• [À faire] Recueillez chaque ligne des enregistrements ci-dessous qui contient le mot "beige", en respectant la casse.

• [Données fournies]
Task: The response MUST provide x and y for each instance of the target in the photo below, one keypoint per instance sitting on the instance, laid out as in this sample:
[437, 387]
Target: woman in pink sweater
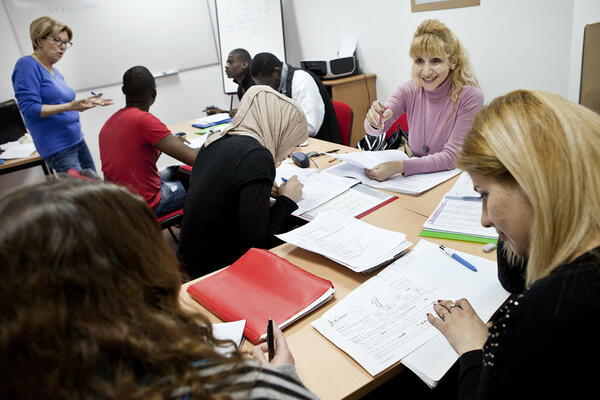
[440, 101]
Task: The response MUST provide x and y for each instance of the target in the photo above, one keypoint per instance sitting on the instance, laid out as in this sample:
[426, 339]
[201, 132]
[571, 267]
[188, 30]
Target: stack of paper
[211, 120]
[384, 320]
[324, 192]
[233, 331]
[258, 286]
[458, 215]
[346, 240]
[355, 163]
[16, 150]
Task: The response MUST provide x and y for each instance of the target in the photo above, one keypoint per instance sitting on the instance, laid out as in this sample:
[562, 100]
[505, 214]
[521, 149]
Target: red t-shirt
[128, 151]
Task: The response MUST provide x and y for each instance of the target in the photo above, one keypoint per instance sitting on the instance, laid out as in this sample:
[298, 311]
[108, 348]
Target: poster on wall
[429, 5]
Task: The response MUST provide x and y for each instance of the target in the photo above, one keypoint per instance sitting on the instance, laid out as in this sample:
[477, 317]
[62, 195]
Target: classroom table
[18, 164]
[323, 367]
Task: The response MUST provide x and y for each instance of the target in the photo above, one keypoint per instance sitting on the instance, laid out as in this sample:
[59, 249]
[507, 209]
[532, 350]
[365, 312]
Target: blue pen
[458, 258]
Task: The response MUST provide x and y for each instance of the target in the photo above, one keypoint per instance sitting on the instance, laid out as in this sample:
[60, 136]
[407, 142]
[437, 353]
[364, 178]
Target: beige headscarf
[273, 119]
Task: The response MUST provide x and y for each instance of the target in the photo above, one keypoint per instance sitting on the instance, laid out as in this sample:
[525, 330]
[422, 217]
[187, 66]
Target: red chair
[345, 116]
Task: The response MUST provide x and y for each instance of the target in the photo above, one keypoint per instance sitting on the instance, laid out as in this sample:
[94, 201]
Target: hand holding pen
[452, 254]
[281, 354]
[96, 99]
[378, 114]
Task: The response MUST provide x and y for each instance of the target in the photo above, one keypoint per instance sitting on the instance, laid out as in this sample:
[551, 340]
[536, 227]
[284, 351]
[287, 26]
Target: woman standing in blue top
[48, 104]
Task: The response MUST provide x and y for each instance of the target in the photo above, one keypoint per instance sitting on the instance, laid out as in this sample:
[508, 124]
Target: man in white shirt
[304, 88]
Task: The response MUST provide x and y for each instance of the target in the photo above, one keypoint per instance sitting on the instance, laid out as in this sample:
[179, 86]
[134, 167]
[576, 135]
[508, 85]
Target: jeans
[77, 157]
[172, 193]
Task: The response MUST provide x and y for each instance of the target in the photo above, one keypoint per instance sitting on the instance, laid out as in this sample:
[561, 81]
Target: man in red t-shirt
[131, 141]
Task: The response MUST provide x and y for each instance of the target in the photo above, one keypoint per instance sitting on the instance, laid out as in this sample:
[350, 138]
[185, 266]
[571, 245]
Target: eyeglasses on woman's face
[59, 42]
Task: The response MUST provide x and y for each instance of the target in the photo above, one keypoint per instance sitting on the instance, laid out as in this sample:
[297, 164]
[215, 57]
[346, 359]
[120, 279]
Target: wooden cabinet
[358, 92]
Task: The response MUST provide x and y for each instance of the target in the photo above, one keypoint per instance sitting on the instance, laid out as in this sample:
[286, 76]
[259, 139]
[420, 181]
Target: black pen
[270, 339]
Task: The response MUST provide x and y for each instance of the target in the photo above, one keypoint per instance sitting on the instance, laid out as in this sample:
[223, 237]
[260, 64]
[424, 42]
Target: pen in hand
[458, 258]
[270, 342]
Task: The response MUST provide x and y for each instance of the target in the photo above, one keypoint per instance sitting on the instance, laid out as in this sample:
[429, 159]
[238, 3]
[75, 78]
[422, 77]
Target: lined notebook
[258, 286]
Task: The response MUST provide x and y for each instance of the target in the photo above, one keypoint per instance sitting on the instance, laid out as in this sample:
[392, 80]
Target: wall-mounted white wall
[533, 44]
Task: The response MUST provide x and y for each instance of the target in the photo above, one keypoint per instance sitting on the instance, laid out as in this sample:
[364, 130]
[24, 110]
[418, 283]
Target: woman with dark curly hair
[89, 307]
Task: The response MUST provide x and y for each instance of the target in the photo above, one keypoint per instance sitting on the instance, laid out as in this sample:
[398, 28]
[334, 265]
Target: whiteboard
[254, 25]
[111, 36]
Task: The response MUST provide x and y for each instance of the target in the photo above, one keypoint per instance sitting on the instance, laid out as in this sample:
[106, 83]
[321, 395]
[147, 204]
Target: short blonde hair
[434, 39]
[47, 27]
[550, 148]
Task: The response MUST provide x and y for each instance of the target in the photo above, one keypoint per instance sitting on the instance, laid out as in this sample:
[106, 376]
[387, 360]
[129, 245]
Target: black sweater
[227, 208]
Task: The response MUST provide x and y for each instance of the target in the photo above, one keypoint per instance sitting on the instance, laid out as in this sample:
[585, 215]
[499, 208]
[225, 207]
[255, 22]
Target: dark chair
[13, 126]
[345, 117]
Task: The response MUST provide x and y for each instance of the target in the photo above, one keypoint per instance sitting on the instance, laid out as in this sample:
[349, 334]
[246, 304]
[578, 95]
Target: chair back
[402, 122]
[345, 118]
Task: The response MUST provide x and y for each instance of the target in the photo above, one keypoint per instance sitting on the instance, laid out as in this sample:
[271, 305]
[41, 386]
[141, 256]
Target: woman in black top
[227, 210]
[534, 158]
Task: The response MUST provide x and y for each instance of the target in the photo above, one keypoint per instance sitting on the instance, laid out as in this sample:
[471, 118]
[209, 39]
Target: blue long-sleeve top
[34, 86]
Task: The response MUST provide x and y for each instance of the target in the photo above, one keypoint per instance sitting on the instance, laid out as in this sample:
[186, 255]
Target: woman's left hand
[97, 100]
[459, 323]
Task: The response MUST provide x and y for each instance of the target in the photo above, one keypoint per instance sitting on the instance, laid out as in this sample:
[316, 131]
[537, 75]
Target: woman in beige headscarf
[227, 209]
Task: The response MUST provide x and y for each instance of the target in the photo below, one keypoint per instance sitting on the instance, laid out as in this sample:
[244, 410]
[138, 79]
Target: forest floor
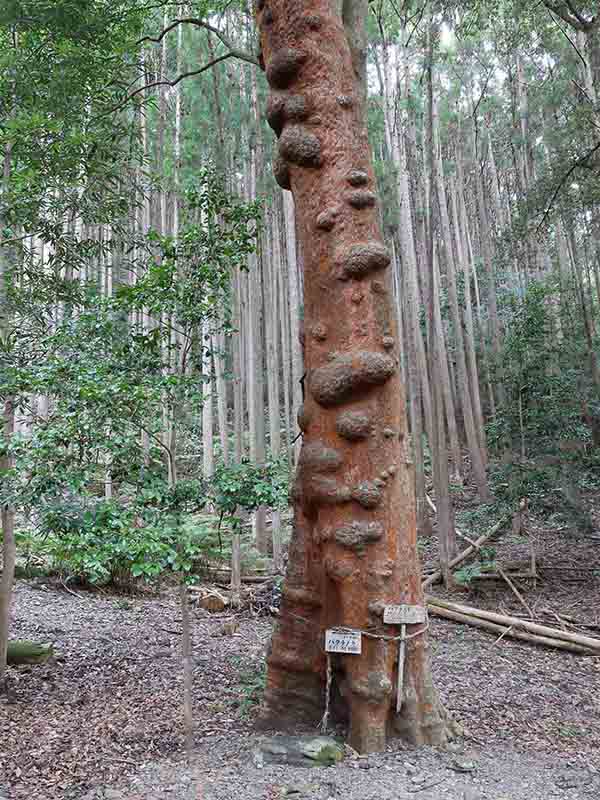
[104, 719]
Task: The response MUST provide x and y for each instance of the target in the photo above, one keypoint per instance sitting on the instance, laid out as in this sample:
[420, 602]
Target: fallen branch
[514, 626]
[437, 575]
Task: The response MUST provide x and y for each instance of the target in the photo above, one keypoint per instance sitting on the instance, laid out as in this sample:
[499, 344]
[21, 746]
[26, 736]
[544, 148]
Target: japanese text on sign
[404, 615]
[343, 642]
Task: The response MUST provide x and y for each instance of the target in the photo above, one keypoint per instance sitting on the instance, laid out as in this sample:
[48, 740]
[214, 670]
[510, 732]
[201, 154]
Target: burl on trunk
[353, 549]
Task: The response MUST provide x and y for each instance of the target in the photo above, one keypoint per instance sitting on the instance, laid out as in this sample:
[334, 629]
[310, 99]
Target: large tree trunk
[353, 549]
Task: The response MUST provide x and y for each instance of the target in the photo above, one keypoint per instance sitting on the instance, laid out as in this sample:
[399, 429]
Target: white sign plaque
[343, 642]
[404, 615]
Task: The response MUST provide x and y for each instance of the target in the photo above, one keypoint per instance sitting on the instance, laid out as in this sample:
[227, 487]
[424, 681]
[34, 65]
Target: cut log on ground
[514, 627]
[437, 575]
[24, 652]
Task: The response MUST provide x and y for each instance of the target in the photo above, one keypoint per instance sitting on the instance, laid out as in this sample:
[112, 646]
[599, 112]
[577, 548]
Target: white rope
[381, 637]
[325, 719]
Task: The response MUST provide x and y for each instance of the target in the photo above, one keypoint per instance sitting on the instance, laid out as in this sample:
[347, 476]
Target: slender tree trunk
[354, 491]
[272, 260]
[473, 442]
[295, 308]
[9, 553]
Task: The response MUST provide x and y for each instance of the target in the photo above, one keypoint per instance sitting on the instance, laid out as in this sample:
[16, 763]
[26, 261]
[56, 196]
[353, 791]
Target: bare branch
[582, 161]
[568, 13]
[174, 82]
[200, 23]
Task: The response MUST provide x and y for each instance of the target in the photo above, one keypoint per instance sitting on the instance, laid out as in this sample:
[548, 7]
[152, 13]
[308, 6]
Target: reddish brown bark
[353, 549]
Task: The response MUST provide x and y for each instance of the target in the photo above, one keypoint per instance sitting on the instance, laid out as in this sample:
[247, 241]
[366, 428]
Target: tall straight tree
[353, 550]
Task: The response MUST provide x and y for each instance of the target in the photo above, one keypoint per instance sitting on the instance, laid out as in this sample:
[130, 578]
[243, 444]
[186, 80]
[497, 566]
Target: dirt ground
[105, 719]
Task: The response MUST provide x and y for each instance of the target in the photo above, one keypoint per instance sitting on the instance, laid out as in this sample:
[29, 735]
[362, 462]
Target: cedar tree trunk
[353, 549]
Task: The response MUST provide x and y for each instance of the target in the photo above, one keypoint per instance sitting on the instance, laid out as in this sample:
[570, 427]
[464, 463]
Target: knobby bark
[353, 549]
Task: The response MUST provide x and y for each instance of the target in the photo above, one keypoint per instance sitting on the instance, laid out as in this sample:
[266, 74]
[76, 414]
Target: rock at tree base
[24, 652]
[300, 751]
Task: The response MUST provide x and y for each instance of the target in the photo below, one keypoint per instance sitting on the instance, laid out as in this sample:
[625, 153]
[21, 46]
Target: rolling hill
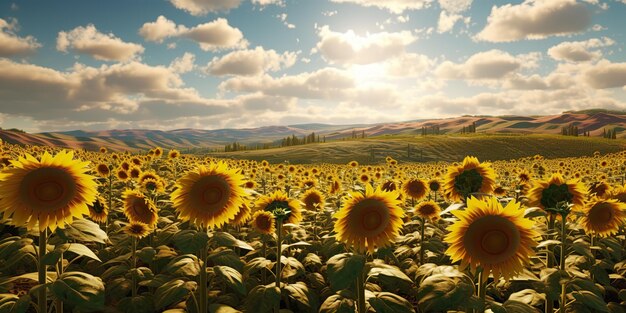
[592, 121]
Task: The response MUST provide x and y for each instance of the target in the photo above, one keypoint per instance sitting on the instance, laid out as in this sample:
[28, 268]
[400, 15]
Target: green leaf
[590, 300]
[441, 293]
[190, 240]
[173, 292]
[221, 308]
[386, 302]
[83, 230]
[138, 304]
[306, 301]
[81, 290]
[338, 303]
[183, 265]
[342, 269]
[223, 239]
[263, 298]
[231, 277]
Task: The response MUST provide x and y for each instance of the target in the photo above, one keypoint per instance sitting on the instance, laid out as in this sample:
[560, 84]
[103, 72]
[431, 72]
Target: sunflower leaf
[386, 302]
[342, 269]
[81, 290]
[263, 298]
[231, 277]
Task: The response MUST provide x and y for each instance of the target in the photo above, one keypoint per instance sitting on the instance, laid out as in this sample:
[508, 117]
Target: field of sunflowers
[167, 232]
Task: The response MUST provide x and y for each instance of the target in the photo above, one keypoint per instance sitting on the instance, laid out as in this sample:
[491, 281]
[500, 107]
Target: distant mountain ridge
[594, 121]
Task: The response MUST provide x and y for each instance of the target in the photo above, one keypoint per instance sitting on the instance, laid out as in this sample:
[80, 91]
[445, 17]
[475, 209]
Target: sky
[210, 64]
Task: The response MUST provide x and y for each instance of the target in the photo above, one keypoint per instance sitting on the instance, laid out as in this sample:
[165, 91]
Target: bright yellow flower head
[369, 221]
[498, 239]
[49, 192]
[209, 196]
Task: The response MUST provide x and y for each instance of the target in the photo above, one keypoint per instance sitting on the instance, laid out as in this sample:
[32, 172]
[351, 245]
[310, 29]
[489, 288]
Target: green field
[434, 148]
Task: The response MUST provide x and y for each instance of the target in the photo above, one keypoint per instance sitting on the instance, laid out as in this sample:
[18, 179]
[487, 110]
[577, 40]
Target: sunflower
[264, 222]
[546, 194]
[103, 170]
[137, 229]
[415, 188]
[209, 196]
[98, 210]
[368, 221]
[52, 191]
[138, 208]
[470, 177]
[498, 239]
[603, 217]
[280, 201]
[313, 200]
[428, 210]
[242, 216]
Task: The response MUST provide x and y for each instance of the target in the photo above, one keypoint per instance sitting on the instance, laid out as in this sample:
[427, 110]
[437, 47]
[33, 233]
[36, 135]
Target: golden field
[169, 232]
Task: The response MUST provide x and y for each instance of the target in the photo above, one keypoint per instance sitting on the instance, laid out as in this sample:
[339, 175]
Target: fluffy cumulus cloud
[580, 51]
[88, 40]
[250, 62]
[213, 36]
[350, 48]
[394, 6]
[488, 65]
[606, 74]
[202, 7]
[11, 44]
[535, 19]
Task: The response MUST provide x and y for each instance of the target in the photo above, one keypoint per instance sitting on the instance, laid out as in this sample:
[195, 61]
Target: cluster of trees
[295, 141]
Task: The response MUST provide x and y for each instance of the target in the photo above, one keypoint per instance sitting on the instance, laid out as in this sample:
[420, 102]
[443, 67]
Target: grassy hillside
[435, 148]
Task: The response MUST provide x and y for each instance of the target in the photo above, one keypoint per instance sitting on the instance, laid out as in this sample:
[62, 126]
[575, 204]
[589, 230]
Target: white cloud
[251, 62]
[88, 40]
[394, 6]
[579, 51]
[183, 64]
[455, 6]
[535, 19]
[213, 36]
[492, 64]
[11, 44]
[350, 48]
[202, 7]
[606, 74]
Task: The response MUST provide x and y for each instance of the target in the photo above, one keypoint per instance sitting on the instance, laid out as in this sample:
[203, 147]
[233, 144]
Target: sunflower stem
[360, 288]
[279, 241]
[423, 220]
[41, 299]
[203, 278]
[134, 260]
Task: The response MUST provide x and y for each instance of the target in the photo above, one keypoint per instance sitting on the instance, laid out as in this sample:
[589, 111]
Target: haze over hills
[593, 121]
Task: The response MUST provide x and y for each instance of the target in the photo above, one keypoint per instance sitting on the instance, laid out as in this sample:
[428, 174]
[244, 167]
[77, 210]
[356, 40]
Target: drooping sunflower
[369, 221]
[415, 188]
[428, 210]
[98, 210]
[603, 217]
[264, 222]
[313, 200]
[546, 194]
[498, 239]
[469, 177]
[139, 208]
[137, 229]
[280, 201]
[209, 196]
[51, 191]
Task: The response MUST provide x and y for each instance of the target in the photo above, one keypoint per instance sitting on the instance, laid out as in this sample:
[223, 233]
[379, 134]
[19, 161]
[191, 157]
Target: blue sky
[170, 64]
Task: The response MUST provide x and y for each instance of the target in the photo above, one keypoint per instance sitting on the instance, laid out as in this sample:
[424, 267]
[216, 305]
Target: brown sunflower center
[495, 241]
[48, 187]
[600, 214]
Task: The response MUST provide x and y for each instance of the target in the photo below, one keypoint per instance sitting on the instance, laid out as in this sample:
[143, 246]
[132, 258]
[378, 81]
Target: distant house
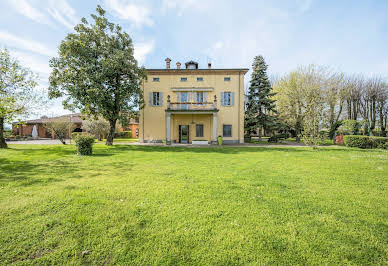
[25, 128]
[193, 104]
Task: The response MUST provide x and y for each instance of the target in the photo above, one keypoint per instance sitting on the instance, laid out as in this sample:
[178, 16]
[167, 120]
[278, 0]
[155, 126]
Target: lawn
[120, 140]
[166, 205]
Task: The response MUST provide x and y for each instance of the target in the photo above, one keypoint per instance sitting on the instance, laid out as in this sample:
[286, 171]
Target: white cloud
[181, 5]
[218, 45]
[142, 50]
[36, 64]
[25, 44]
[63, 13]
[138, 14]
[26, 9]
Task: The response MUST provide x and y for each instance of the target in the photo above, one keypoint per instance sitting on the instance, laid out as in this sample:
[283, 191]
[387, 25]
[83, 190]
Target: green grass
[166, 205]
[120, 140]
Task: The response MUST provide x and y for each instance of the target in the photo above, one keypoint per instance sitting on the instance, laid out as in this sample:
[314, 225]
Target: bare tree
[61, 127]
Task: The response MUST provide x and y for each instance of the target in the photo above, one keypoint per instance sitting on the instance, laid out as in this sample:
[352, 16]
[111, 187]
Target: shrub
[74, 135]
[273, 139]
[339, 140]
[364, 142]
[84, 144]
[349, 127]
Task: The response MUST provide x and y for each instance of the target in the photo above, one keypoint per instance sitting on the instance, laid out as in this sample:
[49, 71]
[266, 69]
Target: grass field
[165, 205]
[119, 140]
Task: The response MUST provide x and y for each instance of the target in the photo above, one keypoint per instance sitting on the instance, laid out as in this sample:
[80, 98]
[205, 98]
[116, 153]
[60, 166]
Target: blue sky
[348, 35]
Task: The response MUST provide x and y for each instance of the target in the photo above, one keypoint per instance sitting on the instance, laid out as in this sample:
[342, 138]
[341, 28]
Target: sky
[347, 35]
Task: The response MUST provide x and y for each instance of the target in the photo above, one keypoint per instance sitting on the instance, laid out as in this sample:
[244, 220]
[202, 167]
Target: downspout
[143, 113]
[239, 104]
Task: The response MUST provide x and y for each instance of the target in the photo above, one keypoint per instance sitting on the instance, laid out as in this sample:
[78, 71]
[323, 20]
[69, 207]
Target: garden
[186, 205]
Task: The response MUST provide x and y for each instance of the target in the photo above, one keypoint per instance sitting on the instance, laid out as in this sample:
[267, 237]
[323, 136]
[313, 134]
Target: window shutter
[150, 98]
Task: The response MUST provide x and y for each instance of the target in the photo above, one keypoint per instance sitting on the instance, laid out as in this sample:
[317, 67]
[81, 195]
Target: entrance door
[184, 134]
[184, 99]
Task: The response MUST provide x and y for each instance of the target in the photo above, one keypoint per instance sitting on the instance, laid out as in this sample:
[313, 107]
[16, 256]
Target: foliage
[126, 199]
[364, 142]
[98, 127]
[260, 107]
[17, 94]
[61, 127]
[349, 127]
[84, 143]
[97, 73]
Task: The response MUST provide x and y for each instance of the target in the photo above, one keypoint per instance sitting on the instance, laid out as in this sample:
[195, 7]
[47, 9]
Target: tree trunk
[109, 139]
[3, 145]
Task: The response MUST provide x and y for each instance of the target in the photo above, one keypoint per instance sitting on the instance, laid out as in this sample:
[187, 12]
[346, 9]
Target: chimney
[168, 60]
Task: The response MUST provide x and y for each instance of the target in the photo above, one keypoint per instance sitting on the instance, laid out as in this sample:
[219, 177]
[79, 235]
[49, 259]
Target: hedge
[365, 142]
[84, 144]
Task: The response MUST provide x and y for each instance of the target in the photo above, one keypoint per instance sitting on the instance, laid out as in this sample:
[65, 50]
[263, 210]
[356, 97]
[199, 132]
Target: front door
[183, 134]
[184, 99]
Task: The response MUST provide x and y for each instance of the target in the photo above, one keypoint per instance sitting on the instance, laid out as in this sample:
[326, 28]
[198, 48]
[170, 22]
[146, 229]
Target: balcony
[200, 107]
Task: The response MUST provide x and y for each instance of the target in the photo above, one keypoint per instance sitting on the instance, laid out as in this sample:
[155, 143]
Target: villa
[193, 105]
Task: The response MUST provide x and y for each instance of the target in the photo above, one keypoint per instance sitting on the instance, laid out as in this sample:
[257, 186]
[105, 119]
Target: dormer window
[191, 65]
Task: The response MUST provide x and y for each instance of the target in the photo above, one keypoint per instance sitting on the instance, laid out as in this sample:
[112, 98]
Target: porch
[188, 121]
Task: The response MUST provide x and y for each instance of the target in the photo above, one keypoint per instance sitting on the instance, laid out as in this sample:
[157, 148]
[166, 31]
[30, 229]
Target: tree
[61, 127]
[335, 93]
[97, 72]
[313, 85]
[261, 109]
[290, 100]
[98, 127]
[17, 94]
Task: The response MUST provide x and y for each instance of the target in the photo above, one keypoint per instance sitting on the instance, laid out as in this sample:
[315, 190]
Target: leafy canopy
[96, 71]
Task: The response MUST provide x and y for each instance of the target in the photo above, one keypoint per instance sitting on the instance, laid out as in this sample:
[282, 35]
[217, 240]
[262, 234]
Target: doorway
[183, 134]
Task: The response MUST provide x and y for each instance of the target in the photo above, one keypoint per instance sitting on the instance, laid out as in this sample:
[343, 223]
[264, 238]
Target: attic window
[191, 65]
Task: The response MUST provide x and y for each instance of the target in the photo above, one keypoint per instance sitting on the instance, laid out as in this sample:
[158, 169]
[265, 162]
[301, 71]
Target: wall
[152, 118]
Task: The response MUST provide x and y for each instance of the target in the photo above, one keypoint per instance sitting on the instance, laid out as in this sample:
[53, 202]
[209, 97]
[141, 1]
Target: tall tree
[260, 109]
[17, 94]
[97, 72]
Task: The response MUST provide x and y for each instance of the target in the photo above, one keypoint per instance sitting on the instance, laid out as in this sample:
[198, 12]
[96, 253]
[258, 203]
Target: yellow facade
[182, 108]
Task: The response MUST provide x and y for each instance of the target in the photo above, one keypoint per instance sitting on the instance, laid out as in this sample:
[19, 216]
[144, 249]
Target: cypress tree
[260, 107]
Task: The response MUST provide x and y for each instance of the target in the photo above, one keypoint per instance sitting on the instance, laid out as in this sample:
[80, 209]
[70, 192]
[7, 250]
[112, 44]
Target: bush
[123, 134]
[74, 135]
[273, 139]
[349, 127]
[84, 144]
[364, 142]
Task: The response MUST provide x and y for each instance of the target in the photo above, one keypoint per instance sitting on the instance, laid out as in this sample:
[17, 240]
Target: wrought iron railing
[191, 105]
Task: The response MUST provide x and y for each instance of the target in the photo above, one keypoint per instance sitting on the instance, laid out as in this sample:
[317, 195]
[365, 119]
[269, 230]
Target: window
[199, 131]
[227, 98]
[227, 130]
[156, 98]
[199, 97]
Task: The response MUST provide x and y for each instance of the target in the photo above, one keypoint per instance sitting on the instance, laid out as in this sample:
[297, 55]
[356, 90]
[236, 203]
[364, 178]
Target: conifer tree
[260, 108]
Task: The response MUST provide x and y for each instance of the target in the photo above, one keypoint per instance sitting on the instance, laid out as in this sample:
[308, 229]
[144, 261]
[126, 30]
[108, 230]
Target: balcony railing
[191, 106]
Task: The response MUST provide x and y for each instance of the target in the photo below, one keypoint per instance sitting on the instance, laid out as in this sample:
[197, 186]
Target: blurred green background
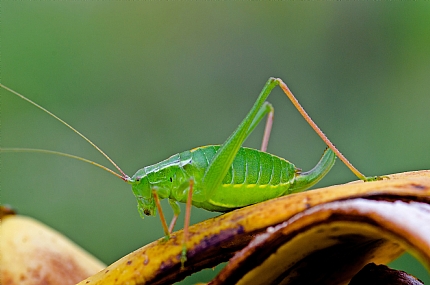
[145, 80]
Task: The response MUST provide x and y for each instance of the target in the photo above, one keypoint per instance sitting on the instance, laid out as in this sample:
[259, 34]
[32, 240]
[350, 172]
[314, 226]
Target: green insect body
[220, 177]
[254, 176]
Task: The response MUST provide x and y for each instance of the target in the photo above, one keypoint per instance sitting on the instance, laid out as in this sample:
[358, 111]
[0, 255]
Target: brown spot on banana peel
[250, 221]
[370, 231]
[381, 274]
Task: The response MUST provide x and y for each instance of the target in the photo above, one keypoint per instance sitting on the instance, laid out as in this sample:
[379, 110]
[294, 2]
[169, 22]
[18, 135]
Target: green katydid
[219, 178]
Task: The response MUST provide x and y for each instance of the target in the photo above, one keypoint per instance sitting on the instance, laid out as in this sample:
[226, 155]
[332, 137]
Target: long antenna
[321, 134]
[124, 176]
[6, 149]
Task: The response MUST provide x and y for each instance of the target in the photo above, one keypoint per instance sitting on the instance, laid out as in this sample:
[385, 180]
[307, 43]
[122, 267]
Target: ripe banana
[32, 253]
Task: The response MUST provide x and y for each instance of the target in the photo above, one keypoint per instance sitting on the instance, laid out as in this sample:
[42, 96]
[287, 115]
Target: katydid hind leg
[160, 212]
[314, 126]
[224, 157]
[176, 211]
[187, 222]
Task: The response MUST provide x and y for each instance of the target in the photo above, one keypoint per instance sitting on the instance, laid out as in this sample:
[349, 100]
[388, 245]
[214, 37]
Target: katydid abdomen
[254, 176]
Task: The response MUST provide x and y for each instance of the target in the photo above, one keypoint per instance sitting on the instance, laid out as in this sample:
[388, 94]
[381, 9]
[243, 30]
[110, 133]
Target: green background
[145, 80]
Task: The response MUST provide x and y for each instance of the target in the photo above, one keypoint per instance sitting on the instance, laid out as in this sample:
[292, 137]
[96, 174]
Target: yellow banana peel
[32, 253]
[328, 233]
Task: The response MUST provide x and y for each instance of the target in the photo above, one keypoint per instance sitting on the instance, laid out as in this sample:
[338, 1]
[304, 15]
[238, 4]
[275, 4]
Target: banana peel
[32, 253]
[321, 236]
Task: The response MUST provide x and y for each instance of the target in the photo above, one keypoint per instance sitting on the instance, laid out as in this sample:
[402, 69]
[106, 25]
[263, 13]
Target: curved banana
[303, 226]
[32, 253]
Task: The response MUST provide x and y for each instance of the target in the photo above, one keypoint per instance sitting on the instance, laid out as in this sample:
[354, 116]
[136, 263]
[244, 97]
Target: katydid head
[166, 179]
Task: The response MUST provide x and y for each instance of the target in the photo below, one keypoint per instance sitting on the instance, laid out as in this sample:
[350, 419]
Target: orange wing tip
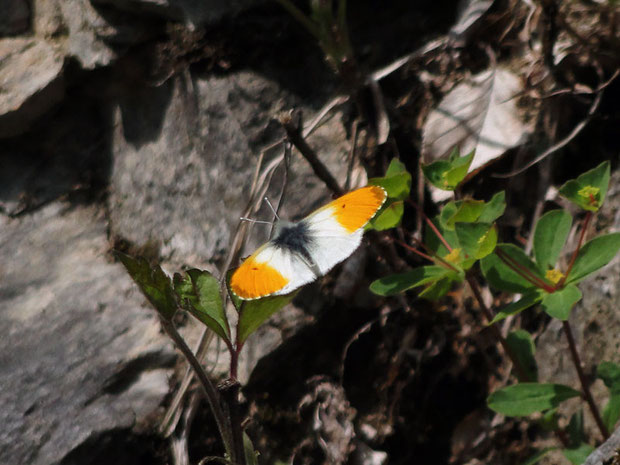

• [Réponse finale]
Target: beige headscarf
Target: woman in beige headscarf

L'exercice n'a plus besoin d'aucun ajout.